Stated exercise: Please identify each line in the listing below that contains the word "tree" and copy those lines in full.

Part of a data file
-------------------------
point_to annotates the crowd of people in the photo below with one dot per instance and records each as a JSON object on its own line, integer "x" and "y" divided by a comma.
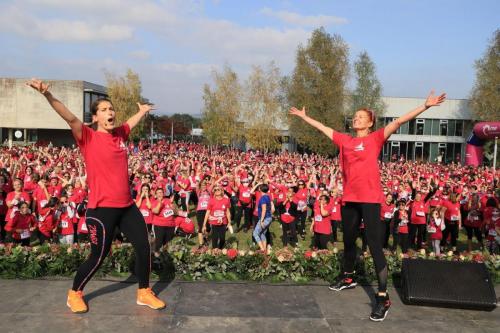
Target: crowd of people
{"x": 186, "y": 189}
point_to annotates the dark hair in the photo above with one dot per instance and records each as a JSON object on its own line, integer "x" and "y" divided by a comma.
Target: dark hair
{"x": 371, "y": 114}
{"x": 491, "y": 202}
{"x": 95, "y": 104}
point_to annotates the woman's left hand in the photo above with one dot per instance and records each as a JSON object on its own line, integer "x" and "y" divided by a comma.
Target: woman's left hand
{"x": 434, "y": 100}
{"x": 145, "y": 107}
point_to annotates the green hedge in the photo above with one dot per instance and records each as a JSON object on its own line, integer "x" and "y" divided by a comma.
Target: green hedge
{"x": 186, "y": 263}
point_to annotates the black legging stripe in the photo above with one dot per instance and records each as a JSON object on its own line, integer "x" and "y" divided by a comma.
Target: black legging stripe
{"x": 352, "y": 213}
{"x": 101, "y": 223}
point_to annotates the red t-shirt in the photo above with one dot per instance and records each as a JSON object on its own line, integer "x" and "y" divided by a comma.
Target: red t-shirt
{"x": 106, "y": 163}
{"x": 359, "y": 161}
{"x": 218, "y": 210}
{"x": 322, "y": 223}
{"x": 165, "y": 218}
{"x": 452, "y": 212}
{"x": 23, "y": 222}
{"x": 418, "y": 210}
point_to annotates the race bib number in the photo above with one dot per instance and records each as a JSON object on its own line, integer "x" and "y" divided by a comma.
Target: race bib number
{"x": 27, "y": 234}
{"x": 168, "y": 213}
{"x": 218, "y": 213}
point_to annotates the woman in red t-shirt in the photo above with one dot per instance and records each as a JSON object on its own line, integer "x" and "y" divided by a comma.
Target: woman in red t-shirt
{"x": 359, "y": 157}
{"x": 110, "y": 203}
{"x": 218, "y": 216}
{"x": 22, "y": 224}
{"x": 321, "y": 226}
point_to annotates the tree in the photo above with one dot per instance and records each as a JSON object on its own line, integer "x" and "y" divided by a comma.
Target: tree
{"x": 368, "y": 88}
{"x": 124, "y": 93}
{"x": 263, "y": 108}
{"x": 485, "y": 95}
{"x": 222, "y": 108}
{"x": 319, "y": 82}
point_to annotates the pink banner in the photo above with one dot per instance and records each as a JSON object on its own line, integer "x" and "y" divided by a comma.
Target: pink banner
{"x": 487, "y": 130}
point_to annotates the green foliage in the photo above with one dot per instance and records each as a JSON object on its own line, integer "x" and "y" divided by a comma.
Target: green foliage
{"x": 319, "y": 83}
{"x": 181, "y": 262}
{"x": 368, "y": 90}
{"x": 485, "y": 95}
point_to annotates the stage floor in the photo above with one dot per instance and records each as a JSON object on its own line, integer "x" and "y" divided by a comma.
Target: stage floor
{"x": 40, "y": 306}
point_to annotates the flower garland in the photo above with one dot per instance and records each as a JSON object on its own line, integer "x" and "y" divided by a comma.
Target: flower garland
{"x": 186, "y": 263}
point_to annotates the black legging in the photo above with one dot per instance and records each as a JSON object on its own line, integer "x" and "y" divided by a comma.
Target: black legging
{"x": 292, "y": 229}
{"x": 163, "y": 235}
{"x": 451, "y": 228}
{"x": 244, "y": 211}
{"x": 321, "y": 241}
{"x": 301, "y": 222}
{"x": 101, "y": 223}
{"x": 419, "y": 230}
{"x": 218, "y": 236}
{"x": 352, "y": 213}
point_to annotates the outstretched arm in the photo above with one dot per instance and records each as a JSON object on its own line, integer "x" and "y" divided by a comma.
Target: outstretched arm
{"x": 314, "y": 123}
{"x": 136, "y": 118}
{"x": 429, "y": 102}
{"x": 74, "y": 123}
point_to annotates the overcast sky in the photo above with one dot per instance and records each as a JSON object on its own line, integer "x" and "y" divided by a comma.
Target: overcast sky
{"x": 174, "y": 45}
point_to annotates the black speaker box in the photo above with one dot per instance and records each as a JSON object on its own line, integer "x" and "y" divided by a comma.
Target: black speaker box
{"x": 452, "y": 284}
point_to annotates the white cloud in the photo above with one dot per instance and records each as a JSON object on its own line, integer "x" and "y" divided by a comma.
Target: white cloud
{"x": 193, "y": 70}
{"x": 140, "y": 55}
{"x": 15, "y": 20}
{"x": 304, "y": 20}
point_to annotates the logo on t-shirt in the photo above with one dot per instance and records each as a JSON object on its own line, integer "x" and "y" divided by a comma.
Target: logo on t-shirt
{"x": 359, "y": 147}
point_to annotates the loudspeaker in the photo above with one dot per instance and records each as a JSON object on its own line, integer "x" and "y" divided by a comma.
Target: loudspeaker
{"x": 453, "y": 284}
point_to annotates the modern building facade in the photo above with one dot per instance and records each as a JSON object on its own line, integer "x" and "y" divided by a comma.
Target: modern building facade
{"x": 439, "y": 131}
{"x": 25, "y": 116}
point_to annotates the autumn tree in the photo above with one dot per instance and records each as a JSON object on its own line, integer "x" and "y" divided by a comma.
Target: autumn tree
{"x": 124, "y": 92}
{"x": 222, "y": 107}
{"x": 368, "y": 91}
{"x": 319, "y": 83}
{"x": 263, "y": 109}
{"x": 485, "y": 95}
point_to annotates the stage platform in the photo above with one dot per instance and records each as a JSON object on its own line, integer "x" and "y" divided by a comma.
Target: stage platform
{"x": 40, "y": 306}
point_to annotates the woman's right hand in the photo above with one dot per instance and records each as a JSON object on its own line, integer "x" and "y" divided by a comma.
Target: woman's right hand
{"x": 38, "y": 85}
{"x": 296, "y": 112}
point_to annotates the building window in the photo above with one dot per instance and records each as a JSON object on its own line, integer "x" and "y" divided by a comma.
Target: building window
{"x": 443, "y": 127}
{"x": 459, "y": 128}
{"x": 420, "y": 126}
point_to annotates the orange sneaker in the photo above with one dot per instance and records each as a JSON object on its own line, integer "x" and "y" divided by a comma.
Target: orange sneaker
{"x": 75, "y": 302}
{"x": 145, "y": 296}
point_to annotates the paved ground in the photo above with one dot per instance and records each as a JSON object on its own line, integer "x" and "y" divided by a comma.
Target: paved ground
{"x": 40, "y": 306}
-------------------------
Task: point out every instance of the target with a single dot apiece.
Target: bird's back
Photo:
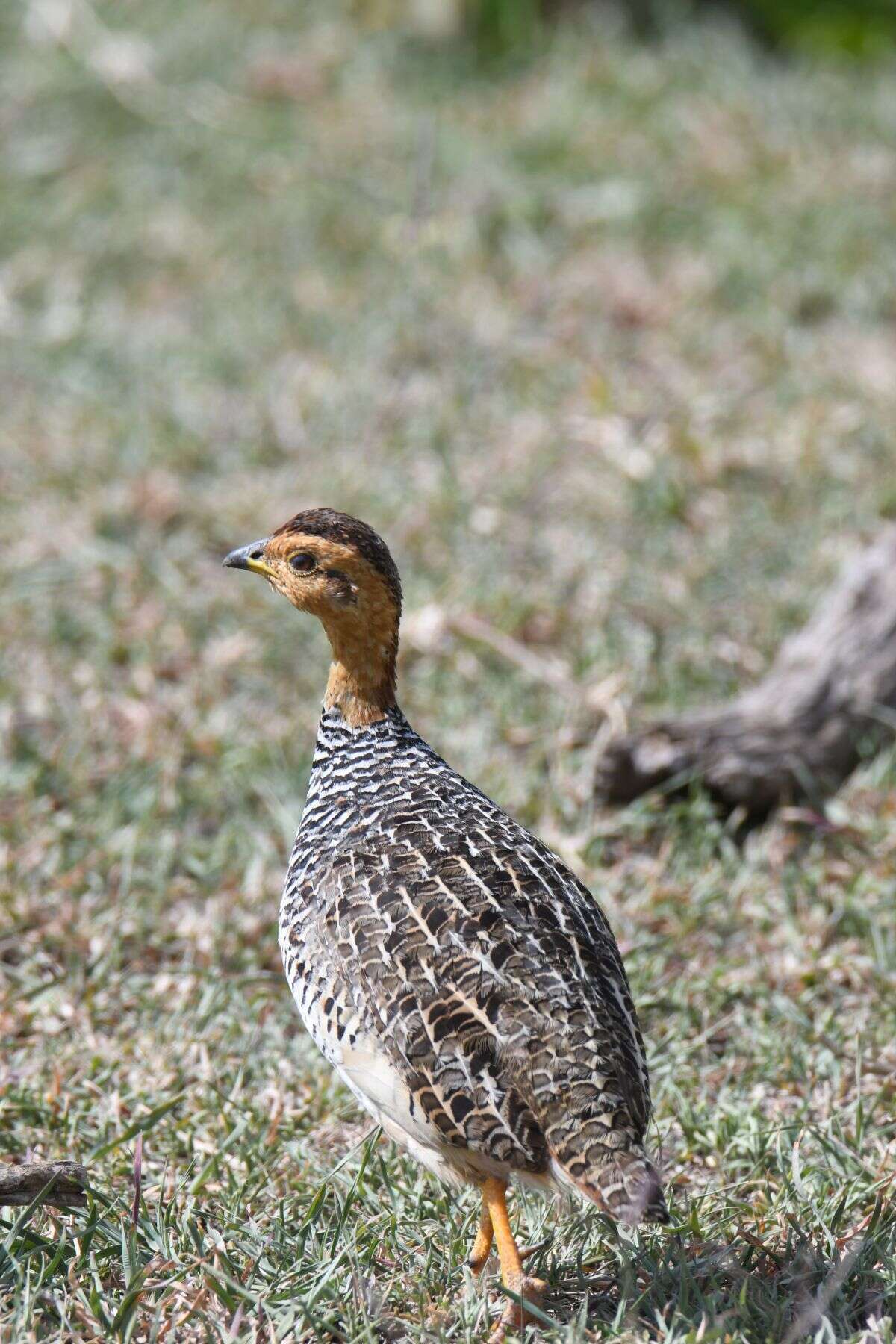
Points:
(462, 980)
-------------------------
Answer to the task:
point_to annotates the tree in the photo above with one dot per instance and records each as a JSON object on its own line, integer "x" and "y" divided by a comma.
Target: tree
point_to annotates the autumn tree in the photo above with one dot per instance and records each as a JSON object on its own line, integer "x" and "y" divided by a comma.
Target: autumn tree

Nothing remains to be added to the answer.